Required work: Locate every line in the records below that contains the word "lamp", and copy each one.

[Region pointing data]

——

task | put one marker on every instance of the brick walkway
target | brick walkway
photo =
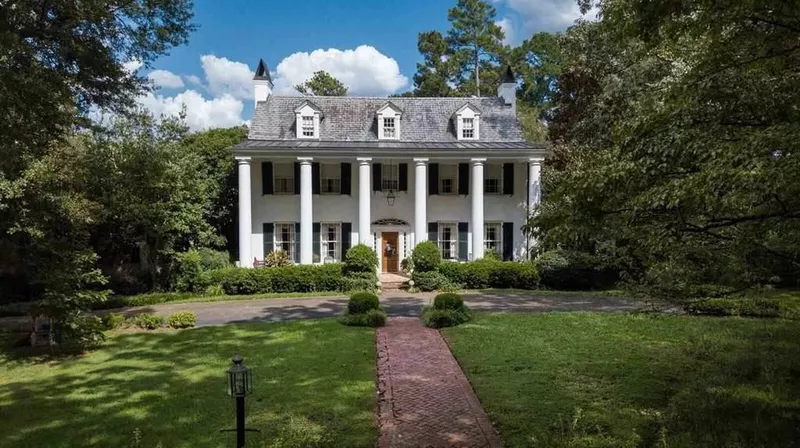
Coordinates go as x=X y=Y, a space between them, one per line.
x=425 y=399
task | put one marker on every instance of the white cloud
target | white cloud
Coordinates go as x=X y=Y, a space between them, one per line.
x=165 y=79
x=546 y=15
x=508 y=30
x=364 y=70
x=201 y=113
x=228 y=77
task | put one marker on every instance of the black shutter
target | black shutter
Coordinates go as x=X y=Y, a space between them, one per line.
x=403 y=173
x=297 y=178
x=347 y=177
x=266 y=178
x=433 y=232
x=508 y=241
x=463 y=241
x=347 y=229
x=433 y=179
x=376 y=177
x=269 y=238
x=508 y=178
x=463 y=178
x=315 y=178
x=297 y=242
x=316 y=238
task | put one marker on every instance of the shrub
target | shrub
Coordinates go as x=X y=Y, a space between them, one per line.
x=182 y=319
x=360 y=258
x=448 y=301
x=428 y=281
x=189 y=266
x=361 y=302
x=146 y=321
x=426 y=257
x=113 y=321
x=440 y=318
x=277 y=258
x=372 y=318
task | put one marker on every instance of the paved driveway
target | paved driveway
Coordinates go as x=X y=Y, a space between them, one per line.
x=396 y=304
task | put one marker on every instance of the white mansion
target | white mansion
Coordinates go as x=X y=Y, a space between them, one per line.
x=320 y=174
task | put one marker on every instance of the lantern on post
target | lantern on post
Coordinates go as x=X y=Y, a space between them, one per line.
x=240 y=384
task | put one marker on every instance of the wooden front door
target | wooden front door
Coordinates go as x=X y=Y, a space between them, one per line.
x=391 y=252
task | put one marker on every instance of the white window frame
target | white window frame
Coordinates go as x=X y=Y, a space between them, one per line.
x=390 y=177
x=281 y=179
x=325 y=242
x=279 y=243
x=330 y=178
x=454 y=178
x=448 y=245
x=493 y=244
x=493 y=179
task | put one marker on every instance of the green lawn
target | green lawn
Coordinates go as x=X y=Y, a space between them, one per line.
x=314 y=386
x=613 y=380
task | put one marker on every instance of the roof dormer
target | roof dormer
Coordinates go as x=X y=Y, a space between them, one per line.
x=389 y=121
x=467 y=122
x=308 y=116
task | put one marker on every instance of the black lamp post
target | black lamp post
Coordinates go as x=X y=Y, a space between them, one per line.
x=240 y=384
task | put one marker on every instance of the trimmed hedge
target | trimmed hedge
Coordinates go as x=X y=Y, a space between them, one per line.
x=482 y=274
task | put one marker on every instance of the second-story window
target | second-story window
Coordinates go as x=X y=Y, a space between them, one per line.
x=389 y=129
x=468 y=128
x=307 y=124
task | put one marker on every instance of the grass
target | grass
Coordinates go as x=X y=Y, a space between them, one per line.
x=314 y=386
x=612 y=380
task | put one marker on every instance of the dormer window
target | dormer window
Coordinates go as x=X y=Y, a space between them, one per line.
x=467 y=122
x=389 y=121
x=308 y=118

——

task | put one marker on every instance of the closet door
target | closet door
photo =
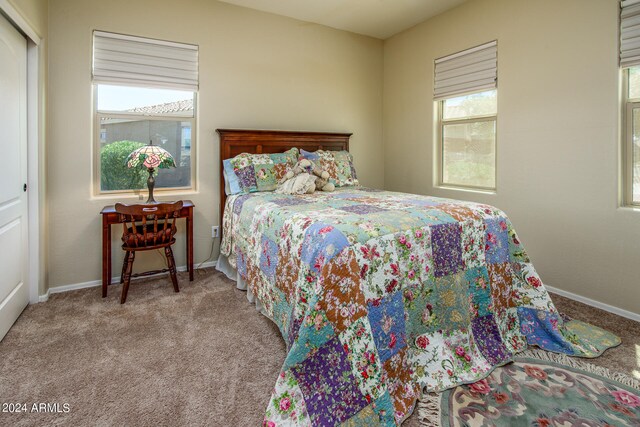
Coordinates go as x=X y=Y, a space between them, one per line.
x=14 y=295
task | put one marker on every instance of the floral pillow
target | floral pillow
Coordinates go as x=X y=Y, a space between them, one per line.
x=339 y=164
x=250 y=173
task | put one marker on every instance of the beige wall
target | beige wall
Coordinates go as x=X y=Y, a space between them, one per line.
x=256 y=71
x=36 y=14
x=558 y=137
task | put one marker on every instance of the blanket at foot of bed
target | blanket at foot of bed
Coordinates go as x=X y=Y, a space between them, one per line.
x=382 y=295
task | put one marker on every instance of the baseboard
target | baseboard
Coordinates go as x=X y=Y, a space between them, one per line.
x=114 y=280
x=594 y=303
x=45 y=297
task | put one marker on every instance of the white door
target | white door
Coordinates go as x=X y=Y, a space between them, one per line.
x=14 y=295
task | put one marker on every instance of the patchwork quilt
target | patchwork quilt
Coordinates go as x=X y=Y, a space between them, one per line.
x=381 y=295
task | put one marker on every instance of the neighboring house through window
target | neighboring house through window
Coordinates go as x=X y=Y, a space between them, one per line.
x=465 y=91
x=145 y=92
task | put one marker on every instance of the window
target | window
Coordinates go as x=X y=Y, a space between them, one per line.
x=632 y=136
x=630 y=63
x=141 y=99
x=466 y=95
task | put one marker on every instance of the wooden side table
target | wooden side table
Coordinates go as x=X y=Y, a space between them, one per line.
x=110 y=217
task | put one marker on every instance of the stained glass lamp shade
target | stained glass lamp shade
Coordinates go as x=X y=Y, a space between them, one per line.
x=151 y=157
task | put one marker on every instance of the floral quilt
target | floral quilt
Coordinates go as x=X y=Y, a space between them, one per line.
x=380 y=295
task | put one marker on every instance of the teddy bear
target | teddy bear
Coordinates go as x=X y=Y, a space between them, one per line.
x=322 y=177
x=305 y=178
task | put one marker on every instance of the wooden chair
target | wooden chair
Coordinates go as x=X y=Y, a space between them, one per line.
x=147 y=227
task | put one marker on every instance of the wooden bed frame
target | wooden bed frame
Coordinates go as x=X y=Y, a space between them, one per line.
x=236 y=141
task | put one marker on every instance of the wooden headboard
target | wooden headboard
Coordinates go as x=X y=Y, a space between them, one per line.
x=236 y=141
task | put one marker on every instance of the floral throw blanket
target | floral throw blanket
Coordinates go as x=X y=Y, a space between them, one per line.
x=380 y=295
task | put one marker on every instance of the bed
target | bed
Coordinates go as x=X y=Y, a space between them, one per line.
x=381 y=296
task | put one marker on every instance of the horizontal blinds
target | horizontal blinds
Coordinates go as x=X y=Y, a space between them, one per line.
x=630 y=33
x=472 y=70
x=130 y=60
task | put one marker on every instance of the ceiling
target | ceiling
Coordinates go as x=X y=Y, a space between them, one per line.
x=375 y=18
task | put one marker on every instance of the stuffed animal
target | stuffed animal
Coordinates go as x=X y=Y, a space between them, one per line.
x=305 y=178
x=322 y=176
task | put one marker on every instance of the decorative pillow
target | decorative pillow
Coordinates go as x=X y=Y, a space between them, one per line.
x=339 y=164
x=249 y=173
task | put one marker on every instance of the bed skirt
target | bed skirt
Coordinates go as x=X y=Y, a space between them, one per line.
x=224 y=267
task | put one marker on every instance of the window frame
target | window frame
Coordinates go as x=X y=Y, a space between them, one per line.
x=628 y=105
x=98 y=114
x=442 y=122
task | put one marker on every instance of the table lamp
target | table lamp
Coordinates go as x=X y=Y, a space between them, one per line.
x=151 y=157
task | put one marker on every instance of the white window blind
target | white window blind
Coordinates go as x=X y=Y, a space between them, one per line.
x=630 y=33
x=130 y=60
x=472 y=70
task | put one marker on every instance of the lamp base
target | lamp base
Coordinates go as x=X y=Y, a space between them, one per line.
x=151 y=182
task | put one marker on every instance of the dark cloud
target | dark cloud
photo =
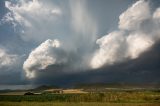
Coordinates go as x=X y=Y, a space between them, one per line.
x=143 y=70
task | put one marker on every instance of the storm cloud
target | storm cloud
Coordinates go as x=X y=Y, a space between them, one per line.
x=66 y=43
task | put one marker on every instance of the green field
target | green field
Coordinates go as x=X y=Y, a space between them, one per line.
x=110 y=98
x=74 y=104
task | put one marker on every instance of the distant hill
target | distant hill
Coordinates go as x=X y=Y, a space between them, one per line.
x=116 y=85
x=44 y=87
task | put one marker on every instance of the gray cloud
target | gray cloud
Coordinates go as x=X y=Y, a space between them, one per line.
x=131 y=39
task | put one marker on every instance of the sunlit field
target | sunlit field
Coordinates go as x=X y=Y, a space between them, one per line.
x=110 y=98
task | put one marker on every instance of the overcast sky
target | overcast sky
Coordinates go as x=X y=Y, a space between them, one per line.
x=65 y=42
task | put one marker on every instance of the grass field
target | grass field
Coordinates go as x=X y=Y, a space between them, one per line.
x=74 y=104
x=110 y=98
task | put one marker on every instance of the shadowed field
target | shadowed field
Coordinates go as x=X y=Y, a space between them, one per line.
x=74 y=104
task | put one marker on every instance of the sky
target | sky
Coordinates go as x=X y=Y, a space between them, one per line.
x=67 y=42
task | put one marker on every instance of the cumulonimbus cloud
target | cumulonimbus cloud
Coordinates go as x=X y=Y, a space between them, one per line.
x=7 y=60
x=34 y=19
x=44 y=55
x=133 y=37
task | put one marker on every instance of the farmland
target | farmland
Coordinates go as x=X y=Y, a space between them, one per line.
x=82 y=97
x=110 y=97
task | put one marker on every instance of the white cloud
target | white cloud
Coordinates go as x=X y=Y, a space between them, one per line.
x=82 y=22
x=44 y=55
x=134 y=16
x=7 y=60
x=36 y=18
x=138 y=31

——

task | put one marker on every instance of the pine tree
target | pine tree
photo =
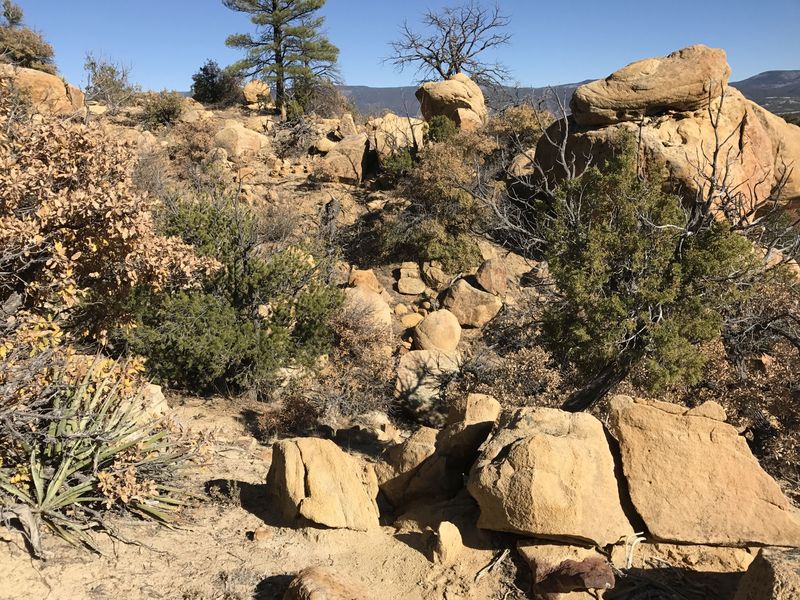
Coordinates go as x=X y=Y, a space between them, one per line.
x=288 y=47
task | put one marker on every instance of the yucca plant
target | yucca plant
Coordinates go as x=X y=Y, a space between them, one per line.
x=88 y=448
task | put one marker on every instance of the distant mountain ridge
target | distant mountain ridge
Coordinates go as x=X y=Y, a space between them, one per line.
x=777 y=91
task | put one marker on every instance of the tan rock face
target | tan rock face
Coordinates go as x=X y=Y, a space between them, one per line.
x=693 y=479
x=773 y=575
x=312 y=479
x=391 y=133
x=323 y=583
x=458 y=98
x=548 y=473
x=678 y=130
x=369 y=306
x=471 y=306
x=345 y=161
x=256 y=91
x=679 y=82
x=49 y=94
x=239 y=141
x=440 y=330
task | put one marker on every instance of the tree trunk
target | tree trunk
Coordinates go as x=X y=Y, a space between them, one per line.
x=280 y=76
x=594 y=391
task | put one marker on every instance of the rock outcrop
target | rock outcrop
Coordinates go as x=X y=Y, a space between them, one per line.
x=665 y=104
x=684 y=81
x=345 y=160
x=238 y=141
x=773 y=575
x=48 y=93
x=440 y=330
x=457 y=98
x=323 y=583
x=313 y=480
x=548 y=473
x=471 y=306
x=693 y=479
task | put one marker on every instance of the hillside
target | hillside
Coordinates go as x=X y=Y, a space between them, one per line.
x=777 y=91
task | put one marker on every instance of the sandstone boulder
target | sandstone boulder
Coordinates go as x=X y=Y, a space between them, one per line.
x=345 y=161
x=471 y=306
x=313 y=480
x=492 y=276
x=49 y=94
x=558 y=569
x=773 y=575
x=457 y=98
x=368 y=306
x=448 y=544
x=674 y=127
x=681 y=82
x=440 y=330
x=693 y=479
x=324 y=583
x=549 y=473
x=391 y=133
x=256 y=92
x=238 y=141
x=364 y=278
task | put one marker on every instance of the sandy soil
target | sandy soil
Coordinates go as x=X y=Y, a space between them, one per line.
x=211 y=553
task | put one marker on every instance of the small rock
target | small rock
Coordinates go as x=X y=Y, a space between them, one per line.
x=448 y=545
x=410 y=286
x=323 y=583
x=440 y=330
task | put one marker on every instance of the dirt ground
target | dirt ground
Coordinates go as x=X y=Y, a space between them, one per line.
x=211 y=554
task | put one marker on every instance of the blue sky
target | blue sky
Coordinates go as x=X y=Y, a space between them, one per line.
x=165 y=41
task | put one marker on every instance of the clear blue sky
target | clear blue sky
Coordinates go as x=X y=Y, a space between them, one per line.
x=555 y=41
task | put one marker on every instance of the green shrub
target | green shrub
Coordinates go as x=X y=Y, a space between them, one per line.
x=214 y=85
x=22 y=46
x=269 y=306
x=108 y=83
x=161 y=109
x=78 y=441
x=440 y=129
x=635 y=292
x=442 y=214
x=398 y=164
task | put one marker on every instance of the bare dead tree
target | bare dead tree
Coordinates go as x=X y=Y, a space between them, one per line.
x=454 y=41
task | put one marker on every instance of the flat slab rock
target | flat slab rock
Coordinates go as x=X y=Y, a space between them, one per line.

——

Response to this exercise:
task | put one marker on every instance of the black lamp post
target | black lamp post
task | put one marker on every instance of the stained glass lamp shade
target | stained glass lamp shade
task | put one marker on every instance of the table lamp
target | table lamp
task | put one marker on every instance of the lamp base
target | lamp base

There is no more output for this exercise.